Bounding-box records
═══

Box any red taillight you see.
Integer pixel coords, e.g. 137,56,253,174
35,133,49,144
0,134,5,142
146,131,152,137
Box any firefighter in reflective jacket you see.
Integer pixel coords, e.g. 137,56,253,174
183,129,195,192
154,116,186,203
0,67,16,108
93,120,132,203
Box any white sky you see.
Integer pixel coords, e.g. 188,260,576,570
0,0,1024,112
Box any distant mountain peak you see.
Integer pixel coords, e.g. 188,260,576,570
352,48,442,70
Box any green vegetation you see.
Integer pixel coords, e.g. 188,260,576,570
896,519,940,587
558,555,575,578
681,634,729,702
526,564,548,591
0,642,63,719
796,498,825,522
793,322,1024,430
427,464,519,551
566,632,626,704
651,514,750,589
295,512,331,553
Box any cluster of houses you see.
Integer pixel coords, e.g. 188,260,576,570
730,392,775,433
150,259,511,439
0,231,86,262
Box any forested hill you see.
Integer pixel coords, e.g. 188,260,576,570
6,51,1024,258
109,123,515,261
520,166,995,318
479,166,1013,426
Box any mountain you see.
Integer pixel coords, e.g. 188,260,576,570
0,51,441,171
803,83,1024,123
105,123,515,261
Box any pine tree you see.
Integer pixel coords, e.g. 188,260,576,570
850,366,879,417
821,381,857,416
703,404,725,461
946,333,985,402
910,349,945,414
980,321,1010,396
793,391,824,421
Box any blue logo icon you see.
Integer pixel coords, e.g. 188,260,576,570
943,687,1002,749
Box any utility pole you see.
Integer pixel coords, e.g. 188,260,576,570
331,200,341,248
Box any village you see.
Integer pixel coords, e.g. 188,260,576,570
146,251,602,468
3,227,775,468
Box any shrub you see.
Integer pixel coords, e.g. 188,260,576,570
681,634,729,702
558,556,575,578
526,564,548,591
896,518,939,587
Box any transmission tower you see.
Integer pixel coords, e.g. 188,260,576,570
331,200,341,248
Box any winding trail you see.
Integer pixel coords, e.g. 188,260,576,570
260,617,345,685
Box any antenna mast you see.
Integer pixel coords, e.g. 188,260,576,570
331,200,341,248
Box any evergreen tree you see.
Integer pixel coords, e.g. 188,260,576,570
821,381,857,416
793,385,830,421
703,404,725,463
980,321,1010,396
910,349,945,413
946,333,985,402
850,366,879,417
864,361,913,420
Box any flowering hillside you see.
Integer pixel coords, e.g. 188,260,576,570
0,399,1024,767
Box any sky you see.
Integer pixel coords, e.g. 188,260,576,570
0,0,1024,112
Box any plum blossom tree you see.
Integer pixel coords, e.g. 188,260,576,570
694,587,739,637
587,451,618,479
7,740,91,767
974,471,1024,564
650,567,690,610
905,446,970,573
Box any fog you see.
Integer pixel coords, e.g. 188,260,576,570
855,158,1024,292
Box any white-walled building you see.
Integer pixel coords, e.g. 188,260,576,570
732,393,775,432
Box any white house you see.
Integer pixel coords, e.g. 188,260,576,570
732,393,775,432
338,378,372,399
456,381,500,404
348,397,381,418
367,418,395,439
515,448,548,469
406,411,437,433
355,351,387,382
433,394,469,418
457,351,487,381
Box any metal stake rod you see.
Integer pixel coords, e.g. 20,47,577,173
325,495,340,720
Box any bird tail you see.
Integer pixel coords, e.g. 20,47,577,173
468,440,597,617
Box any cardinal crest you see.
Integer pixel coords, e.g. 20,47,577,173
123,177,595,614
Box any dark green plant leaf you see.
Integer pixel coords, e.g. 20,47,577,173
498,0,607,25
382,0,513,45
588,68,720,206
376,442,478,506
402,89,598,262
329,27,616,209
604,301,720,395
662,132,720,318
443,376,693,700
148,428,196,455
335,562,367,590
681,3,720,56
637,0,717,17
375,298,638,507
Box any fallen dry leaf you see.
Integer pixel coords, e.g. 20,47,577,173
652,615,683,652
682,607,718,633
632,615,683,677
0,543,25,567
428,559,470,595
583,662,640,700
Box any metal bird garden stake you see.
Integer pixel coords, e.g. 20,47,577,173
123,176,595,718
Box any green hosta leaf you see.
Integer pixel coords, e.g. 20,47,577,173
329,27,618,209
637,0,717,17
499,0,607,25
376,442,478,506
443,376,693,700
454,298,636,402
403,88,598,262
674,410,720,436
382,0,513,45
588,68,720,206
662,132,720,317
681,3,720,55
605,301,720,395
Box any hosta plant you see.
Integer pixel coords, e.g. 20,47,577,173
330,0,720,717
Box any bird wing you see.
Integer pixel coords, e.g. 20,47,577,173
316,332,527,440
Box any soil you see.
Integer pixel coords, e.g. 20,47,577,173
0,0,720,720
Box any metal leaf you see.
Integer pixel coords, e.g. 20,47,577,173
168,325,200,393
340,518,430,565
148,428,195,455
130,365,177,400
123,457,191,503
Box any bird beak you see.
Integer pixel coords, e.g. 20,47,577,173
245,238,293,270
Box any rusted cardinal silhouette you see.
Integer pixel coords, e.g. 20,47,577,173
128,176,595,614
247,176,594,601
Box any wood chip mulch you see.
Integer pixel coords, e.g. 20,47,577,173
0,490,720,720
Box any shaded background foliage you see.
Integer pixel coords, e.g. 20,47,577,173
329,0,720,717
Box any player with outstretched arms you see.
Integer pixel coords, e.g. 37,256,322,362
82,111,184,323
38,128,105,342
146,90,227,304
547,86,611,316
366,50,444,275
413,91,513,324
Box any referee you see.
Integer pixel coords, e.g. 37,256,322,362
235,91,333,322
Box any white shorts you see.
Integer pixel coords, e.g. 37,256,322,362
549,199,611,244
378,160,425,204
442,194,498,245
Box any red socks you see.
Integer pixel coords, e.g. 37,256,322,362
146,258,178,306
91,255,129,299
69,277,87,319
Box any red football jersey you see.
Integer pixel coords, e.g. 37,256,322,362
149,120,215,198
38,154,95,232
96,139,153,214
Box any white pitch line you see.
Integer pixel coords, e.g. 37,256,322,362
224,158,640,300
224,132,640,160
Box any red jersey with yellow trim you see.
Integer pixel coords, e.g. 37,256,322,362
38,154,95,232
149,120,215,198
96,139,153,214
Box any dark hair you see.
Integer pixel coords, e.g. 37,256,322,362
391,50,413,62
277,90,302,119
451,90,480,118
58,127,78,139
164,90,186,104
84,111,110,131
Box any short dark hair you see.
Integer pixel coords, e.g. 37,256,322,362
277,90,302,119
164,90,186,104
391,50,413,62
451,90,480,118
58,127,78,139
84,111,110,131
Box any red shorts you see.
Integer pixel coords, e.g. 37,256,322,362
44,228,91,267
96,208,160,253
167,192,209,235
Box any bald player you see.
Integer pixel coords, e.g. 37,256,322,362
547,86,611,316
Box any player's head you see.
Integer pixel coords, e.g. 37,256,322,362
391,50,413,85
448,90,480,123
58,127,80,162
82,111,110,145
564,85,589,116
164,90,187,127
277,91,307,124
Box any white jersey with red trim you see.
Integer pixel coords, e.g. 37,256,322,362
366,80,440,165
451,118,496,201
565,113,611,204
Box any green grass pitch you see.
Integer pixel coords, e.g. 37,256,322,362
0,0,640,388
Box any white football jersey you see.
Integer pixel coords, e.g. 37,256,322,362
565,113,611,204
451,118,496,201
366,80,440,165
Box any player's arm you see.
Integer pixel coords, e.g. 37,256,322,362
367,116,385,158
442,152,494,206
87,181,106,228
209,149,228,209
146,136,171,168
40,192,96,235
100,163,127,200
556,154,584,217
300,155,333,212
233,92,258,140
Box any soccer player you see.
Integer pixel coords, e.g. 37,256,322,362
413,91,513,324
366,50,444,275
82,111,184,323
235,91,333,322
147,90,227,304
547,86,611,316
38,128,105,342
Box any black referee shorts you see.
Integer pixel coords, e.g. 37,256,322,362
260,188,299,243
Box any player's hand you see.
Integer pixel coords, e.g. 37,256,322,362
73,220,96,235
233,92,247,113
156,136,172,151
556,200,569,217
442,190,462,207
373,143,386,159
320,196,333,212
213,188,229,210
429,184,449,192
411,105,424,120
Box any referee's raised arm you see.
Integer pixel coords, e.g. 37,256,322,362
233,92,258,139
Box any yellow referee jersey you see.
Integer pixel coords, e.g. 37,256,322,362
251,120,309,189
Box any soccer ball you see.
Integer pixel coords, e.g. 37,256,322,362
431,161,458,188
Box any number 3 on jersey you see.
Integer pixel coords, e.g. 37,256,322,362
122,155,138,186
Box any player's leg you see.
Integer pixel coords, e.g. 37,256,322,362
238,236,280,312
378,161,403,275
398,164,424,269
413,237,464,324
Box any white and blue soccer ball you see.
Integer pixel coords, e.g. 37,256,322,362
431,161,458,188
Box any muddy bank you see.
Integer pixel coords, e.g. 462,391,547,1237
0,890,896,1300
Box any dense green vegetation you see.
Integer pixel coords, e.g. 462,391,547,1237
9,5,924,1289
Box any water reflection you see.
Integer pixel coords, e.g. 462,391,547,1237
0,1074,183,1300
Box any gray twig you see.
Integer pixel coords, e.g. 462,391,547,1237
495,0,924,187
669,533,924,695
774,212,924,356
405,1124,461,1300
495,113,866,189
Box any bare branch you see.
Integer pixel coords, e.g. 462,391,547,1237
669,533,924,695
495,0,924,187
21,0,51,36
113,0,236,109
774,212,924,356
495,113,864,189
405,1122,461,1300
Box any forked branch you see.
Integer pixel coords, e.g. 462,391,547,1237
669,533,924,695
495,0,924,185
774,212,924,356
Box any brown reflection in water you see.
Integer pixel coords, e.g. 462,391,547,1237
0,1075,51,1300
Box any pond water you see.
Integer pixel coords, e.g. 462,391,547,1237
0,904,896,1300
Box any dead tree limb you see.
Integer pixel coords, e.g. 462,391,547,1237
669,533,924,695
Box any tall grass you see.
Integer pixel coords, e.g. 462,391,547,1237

═══

AIM –
How many of the lines above contain the word "hosta"? Reply with the number alone.

TASK RESPONSE –
2